Exercise requirements >> For the commentary on "The Joy of Love" below, decide whether each statement agrees with it, answering yes or no and quoting the exact words that settle it. (a) The document under discussion is 263 pages long. (b) U.S. federal and state governments do a great deal to help children know their stably married parents. (c) Pope Francis suggests that the mammoth advocate children need is "us."

--- Begin Document excerpt ---

Divorce! Catholics!
Needless to say, the 263 pages of “The Joy of Love” (“Amoris Laetitia”) treat a great deal more than these two topics. Here in the United States, we should pay particular attention to those sections that intersect with several of the deepest cracks in the foundations of our marriage and family lives, even a few topics that cause many to squirm.
First, it will come as a great relief to everyone who worries especially about the future of children that the pope is exhorting the Catholic Church to “go big” toward building stronger marriages. Many people are looking to the churches for help at a time when U.S. federal and state governments not only do little to assist children to know and be known by their stably married parents but rather powerfully lend their authority otherwise. Whether by refusing even to slow down nonconflictual divorces involving children, or by promoting nonmarital sex as pro-woman, or by prohibiting linking children with marriage recognition, the state proclaims loud and clear that it has not the slightest interest in the unique way marriage protects children. Children need a mammoth advocate. Pope Francis suggests that it’s us.

--- End Document excerpt ---
--- Begin Dataset excerpts ---

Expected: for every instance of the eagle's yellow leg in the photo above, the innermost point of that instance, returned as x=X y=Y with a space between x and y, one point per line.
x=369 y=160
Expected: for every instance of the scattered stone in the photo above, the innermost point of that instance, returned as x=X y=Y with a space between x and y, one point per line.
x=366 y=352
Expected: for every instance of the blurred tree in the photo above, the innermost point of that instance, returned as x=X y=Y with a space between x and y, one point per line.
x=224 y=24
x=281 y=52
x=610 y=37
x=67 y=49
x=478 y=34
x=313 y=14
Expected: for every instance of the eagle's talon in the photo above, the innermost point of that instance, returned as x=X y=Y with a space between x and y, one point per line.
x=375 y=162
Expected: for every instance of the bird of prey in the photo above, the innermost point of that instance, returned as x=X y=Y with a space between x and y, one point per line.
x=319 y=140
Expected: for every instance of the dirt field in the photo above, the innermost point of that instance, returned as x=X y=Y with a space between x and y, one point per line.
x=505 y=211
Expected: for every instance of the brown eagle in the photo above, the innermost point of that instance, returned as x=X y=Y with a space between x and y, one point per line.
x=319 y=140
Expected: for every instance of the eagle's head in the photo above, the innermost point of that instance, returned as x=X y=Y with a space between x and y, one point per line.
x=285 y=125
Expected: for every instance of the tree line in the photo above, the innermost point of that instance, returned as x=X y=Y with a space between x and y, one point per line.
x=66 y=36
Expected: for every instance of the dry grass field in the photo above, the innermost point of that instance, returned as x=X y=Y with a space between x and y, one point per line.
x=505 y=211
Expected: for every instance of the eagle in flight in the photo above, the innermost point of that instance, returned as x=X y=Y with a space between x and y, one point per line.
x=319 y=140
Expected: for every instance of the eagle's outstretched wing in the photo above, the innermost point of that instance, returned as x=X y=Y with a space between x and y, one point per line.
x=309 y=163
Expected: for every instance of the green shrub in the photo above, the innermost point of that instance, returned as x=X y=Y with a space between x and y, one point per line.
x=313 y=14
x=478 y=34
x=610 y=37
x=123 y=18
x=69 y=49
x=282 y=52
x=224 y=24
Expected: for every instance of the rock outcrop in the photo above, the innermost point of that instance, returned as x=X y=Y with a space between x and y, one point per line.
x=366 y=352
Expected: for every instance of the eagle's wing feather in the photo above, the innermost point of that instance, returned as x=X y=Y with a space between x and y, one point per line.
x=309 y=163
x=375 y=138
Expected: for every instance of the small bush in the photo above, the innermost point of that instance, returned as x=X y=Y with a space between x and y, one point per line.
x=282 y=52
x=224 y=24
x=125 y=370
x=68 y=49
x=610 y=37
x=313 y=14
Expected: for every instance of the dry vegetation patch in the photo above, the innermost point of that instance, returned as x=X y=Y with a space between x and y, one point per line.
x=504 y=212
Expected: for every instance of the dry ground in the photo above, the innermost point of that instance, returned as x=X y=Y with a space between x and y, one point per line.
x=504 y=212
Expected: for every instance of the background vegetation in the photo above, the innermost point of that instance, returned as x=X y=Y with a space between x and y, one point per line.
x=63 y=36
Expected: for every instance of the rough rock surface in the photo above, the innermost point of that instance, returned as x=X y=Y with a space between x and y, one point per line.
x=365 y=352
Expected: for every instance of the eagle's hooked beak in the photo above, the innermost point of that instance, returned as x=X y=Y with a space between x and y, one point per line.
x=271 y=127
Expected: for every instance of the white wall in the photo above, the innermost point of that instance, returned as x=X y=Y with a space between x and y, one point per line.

--- End Dataset excerpts ---

Full answer >>
(a) Yes: "the 263 pages of “The Joy of Love” (“Amoris Laetitia”)"
(b) No: "U.S. federal and state governments not only do little to assist children to know and be known by their stably married parents"
(c) Yes: "Children need a mammoth advocate. Pope Francis suggests that it’s us."